__WORK INSTRUCTIONS__. Show every line of the listing below that contains the string "clicks".

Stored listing
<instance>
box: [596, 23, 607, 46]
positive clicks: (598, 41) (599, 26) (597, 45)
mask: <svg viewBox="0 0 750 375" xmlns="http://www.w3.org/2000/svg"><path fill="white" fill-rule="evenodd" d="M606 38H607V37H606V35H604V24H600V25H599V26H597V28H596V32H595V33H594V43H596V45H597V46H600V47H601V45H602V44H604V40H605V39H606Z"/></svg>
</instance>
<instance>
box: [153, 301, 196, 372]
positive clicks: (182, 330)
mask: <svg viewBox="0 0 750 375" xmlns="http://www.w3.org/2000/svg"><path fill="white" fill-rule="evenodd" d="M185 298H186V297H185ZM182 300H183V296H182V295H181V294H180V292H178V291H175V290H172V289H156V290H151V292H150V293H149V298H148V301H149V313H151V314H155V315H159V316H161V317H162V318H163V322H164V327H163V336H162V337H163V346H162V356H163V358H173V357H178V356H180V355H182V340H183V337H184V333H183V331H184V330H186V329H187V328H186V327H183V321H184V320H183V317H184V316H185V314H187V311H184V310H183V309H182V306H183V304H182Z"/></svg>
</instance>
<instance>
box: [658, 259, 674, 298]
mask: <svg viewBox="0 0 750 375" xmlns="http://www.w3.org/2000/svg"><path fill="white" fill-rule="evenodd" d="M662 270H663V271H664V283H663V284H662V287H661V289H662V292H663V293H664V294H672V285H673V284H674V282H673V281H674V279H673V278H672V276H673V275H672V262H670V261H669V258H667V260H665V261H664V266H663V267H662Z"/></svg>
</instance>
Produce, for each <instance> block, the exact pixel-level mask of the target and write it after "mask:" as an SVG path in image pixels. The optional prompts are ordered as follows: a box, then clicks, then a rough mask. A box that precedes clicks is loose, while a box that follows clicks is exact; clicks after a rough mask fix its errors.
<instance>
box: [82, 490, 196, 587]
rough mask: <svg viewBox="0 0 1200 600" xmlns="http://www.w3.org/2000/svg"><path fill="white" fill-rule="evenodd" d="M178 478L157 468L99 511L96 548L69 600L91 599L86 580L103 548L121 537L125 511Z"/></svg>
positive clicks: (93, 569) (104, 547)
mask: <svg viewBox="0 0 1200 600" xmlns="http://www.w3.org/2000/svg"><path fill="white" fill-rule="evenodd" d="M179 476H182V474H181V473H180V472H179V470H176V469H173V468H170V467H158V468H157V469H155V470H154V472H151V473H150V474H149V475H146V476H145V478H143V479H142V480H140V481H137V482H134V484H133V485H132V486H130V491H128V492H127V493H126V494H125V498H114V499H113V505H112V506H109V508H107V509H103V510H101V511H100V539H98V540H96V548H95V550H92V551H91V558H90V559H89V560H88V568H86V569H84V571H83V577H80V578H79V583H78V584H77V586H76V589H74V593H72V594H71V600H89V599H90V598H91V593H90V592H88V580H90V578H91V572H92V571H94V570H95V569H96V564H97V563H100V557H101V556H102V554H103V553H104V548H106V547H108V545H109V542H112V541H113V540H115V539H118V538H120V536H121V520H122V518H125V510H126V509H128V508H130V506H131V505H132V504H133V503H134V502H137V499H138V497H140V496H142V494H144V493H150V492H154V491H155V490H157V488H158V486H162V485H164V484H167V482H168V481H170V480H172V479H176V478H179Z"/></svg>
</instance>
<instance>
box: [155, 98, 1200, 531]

==

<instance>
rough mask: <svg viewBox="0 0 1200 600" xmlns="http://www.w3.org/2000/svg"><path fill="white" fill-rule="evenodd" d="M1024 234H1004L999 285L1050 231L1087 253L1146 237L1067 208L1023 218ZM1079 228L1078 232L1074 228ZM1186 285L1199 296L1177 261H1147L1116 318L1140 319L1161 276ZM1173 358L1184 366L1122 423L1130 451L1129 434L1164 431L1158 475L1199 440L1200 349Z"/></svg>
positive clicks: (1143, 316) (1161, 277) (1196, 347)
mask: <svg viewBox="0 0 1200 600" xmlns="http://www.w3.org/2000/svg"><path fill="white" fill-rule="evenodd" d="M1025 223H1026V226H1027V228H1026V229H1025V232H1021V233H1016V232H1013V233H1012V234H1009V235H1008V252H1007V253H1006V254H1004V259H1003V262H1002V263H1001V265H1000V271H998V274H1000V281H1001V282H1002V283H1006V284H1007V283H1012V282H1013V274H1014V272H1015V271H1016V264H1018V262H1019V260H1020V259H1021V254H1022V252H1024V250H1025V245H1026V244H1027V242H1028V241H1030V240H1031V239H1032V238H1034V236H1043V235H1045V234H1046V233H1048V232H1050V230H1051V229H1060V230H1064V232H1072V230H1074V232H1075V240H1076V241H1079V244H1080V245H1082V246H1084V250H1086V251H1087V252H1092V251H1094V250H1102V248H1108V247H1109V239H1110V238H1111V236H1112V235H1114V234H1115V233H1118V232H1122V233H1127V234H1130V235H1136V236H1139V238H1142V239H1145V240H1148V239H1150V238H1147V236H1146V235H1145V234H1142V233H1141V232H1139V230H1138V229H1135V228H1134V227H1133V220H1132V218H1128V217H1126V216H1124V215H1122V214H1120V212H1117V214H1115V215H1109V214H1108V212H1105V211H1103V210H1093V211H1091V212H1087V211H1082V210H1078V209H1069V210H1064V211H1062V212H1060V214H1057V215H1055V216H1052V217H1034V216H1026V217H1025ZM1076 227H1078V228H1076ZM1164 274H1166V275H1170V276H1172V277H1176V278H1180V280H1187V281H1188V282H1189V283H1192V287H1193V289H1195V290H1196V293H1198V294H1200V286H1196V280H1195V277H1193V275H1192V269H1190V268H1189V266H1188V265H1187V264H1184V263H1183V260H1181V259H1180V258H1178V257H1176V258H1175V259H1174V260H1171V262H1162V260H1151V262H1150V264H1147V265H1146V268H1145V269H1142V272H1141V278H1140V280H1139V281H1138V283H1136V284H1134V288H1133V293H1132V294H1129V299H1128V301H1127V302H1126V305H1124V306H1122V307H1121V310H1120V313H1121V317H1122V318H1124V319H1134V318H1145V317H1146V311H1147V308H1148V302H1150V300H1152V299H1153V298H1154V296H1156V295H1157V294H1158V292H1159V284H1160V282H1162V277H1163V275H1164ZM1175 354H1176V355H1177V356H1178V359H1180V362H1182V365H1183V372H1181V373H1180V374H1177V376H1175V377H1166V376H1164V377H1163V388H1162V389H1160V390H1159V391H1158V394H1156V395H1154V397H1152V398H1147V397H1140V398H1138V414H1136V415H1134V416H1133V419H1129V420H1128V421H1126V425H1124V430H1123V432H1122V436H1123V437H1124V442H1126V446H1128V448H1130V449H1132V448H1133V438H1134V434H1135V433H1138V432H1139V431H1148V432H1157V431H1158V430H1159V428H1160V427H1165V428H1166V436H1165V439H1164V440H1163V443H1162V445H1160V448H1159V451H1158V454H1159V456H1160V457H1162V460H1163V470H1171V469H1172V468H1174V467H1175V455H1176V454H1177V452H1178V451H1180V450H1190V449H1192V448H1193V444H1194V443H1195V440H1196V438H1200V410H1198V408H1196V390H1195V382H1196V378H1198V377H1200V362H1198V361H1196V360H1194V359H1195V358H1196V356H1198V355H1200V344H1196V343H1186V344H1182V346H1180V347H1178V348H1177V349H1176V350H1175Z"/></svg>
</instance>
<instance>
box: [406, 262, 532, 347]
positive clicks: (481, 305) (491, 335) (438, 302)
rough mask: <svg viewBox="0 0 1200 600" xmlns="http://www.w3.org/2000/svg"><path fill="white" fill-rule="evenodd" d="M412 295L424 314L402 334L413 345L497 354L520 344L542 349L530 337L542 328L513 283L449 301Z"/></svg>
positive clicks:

* * *

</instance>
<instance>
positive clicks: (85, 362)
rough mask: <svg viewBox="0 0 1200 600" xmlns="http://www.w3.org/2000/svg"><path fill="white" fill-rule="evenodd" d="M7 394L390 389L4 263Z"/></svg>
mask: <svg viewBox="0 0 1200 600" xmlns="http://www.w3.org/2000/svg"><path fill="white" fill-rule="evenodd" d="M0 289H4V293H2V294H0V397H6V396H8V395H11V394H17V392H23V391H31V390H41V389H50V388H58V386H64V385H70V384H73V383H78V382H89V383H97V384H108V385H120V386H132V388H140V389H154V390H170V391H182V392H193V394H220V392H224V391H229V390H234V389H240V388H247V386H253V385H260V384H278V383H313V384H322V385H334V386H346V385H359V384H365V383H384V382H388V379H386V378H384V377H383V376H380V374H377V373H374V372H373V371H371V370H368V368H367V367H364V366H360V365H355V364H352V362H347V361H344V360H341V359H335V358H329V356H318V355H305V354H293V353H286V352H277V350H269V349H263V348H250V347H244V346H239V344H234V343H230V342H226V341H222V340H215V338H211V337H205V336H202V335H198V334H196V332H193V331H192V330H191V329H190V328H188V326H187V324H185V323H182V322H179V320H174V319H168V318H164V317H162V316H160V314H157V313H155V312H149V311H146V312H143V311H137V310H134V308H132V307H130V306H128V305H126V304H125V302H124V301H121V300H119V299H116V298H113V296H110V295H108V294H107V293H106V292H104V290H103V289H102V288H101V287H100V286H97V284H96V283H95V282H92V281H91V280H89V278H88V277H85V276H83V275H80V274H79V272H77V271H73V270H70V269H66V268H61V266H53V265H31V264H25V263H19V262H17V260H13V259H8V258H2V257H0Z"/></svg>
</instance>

__RESULT OF THIS EXERCISE__.
positive clicks: (598, 41) (599, 26) (597, 45)
positive clicks: (182, 330)
Produce, for each <instance> block, the exact pixel-level mask of the target and write it after "mask:" as an SVG path in image pixels. The optional prompts are ordered as follows: a box, then clicks, then a rough mask. A box that precedes clicks is loose, while a box that follows clicks is exact; clicks after a rough mask fix its errors.
positive clicks: (93, 569) (104, 547)
positive clicks: (1143, 316) (1161, 277) (1196, 347)
positive clicks: (481, 305) (491, 335) (438, 302)
positive clicks:
positive clicks: (85, 362)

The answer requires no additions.